* Work instructions
Take the line that contains "For the evaluation, point out each instance of the white window" as the first line and the last line of the material below as the final one; reproduce exactly the lines between, inclusive.

* Dataset rows on where objects appear

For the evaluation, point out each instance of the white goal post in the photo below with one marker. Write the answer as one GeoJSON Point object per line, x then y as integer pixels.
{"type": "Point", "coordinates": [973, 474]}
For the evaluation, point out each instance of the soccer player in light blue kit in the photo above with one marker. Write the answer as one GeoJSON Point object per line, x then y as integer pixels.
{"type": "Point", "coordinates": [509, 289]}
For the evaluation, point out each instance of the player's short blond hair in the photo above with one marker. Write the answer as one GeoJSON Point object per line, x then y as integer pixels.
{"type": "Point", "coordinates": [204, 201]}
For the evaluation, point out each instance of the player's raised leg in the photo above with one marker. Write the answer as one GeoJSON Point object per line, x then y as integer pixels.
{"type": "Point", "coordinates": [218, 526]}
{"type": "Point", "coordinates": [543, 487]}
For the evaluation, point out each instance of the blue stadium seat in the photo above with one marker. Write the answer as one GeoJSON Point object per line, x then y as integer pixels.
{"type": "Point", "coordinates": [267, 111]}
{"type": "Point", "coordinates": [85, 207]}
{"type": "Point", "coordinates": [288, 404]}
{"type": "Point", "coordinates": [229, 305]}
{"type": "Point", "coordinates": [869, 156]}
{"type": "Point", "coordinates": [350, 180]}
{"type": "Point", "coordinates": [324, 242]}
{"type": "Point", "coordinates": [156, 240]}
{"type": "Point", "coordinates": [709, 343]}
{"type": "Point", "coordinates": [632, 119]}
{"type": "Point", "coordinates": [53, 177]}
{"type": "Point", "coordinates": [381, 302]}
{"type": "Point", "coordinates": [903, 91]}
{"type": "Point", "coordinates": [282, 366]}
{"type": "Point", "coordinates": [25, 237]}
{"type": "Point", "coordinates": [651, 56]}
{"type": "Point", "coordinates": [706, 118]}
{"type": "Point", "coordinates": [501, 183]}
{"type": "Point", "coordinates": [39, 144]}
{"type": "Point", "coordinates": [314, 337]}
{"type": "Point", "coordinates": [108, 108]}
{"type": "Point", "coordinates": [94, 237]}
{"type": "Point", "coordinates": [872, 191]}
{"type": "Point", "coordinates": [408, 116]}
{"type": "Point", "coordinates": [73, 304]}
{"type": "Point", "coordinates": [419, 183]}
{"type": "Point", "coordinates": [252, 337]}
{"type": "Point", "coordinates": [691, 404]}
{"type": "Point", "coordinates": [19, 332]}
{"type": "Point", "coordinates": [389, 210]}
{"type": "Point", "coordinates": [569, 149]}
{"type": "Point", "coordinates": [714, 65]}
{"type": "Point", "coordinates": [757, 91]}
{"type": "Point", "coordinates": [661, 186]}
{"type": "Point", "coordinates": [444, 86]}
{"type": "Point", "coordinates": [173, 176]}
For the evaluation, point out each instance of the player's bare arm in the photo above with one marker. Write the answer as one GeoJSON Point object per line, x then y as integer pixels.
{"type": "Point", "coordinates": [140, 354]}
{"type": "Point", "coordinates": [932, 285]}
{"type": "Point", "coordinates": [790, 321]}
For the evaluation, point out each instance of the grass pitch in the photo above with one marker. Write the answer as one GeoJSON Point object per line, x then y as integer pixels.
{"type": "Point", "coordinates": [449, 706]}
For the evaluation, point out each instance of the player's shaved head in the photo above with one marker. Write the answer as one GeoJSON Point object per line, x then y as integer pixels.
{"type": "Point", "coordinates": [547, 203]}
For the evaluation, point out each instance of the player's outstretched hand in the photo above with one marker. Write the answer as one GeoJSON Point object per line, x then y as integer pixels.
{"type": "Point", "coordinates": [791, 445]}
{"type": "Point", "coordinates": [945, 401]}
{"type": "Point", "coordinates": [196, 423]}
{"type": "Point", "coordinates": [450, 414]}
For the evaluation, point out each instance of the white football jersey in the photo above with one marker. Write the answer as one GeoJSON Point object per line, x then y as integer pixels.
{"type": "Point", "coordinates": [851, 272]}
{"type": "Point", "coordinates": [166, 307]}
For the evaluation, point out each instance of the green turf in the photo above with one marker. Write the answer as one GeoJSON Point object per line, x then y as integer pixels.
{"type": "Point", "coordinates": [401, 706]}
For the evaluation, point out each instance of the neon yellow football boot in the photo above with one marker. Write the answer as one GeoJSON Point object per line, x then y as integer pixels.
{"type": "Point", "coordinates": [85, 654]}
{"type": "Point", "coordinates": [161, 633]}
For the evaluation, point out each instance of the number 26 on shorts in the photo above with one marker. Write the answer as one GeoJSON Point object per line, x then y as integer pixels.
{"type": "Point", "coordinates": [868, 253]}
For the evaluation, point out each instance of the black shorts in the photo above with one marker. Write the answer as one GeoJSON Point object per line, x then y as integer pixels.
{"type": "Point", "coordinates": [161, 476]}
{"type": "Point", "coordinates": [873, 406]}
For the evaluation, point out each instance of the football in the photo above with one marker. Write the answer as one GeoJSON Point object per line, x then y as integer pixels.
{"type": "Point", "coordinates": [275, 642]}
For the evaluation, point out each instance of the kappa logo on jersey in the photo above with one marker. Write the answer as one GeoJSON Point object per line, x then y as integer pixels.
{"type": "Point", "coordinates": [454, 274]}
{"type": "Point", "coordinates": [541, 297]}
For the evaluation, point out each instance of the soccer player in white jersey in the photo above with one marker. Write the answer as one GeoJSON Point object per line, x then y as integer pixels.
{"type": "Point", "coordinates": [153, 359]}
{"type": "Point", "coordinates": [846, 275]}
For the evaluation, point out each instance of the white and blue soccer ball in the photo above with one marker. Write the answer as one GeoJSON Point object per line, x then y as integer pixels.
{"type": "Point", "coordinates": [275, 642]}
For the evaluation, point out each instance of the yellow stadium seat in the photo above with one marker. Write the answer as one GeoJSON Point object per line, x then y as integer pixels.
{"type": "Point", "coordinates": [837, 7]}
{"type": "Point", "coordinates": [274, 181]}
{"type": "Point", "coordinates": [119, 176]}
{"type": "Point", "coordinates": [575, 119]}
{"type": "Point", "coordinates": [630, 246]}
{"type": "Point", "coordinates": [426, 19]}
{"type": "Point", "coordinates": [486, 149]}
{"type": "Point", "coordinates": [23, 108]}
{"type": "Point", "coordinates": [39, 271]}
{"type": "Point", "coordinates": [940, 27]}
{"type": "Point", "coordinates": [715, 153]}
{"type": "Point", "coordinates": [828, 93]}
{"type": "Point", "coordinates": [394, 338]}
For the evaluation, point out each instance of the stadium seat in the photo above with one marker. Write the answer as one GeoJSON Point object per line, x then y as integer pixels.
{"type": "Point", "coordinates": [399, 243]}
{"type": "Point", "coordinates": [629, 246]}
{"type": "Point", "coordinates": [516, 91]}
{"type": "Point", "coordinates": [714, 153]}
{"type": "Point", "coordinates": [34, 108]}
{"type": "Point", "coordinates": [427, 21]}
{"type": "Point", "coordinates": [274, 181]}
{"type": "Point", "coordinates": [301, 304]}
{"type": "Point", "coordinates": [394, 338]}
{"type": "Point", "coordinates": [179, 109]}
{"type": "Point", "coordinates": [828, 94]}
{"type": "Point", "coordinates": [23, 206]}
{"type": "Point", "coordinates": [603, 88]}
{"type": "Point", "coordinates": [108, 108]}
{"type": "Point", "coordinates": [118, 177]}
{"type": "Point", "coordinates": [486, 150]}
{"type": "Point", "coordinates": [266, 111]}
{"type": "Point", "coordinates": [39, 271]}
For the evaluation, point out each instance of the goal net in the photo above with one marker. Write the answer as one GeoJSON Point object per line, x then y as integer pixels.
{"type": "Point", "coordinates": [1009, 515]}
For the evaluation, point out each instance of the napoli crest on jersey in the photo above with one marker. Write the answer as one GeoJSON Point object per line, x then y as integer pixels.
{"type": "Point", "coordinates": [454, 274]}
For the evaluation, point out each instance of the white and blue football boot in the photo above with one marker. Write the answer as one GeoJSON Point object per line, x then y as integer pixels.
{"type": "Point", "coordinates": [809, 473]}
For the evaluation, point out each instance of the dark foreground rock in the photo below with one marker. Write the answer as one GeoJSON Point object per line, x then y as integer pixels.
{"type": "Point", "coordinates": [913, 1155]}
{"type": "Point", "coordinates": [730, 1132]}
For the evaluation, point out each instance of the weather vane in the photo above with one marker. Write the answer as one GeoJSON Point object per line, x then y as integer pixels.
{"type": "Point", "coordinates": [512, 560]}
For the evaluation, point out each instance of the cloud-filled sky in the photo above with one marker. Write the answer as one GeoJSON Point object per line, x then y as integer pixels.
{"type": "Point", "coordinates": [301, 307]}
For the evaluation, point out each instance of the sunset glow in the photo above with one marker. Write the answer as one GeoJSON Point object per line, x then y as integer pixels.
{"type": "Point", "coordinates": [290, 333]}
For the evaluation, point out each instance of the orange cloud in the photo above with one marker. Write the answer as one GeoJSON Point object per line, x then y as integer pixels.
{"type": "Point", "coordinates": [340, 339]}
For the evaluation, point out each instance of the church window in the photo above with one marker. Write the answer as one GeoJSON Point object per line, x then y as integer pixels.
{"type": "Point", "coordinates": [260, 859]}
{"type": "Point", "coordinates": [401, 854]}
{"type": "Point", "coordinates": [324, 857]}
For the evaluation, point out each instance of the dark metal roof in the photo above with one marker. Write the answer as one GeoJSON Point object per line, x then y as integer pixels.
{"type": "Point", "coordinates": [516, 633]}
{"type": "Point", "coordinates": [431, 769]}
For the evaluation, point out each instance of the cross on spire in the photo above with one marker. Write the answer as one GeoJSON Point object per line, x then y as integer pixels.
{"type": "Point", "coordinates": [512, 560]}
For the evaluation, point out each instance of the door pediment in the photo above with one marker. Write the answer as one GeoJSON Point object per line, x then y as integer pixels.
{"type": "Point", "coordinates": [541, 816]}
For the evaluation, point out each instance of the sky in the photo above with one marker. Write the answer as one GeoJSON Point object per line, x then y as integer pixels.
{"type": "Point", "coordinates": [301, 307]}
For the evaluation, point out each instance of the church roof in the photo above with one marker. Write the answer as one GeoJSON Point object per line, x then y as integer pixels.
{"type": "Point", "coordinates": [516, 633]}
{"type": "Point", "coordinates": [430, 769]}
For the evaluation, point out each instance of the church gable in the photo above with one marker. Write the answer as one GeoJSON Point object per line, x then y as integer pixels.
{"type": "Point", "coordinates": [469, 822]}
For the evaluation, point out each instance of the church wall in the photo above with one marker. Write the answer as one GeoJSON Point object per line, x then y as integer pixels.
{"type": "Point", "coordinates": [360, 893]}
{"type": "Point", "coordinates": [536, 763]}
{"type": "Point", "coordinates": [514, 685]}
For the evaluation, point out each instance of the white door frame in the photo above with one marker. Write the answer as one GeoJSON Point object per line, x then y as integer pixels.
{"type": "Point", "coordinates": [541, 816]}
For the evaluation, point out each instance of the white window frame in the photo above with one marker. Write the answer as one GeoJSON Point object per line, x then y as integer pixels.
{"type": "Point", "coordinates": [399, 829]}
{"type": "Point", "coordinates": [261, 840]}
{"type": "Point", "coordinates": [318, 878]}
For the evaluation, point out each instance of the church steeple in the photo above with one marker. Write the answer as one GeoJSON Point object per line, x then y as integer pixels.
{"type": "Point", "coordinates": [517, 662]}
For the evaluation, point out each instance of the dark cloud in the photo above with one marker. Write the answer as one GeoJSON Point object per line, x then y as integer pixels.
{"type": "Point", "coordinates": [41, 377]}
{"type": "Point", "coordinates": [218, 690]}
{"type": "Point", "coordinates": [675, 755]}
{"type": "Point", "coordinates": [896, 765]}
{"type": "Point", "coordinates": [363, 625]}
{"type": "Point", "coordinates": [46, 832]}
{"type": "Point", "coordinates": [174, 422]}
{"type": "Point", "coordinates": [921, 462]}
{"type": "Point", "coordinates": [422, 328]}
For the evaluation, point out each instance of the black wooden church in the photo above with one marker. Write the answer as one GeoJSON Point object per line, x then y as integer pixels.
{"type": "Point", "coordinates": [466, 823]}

* Answer to the problem
For the evaluation, point out each instance of the white window frame in the photo above with one marker. Write the answer as one GeoJSON Point object per line, x then y as integer pixels.
{"type": "Point", "coordinates": [399, 829]}
{"type": "Point", "coordinates": [261, 840]}
{"type": "Point", "coordinates": [318, 878]}
For the evaluation, point out each instance of the church steeple in the photo above with one marker. Write the answer as one GeoJSON Point object per line, x then y as integer pixels.
{"type": "Point", "coordinates": [517, 662]}
For the evaluation, point out each instance of the dark cloud in the photo above with one marker. Write the answer as one GeoJSON Point object per line, x then y as integer pixels.
{"type": "Point", "coordinates": [41, 377]}
{"type": "Point", "coordinates": [218, 690]}
{"type": "Point", "coordinates": [675, 755]}
{"type": "Point", "coordinates": [896, 765]}
{"type": "Point", "coordinates": [363, 625]}
{"type": "Point", "coordinates": [46, 832]}
{"type": "Point", "coordinates": [174, 422]}
{"type": "Point", "coordinates": [921, 462]}
{"type": "Point", "coordinates": [422, 328]}
For the evaluation, point out each instance of the black wooden church in the photo above with one marker. Write the answer as one GeoJSON Point object per line, x then y as integer pixels.
{"type": "Point", "coordinates": [466, 823]}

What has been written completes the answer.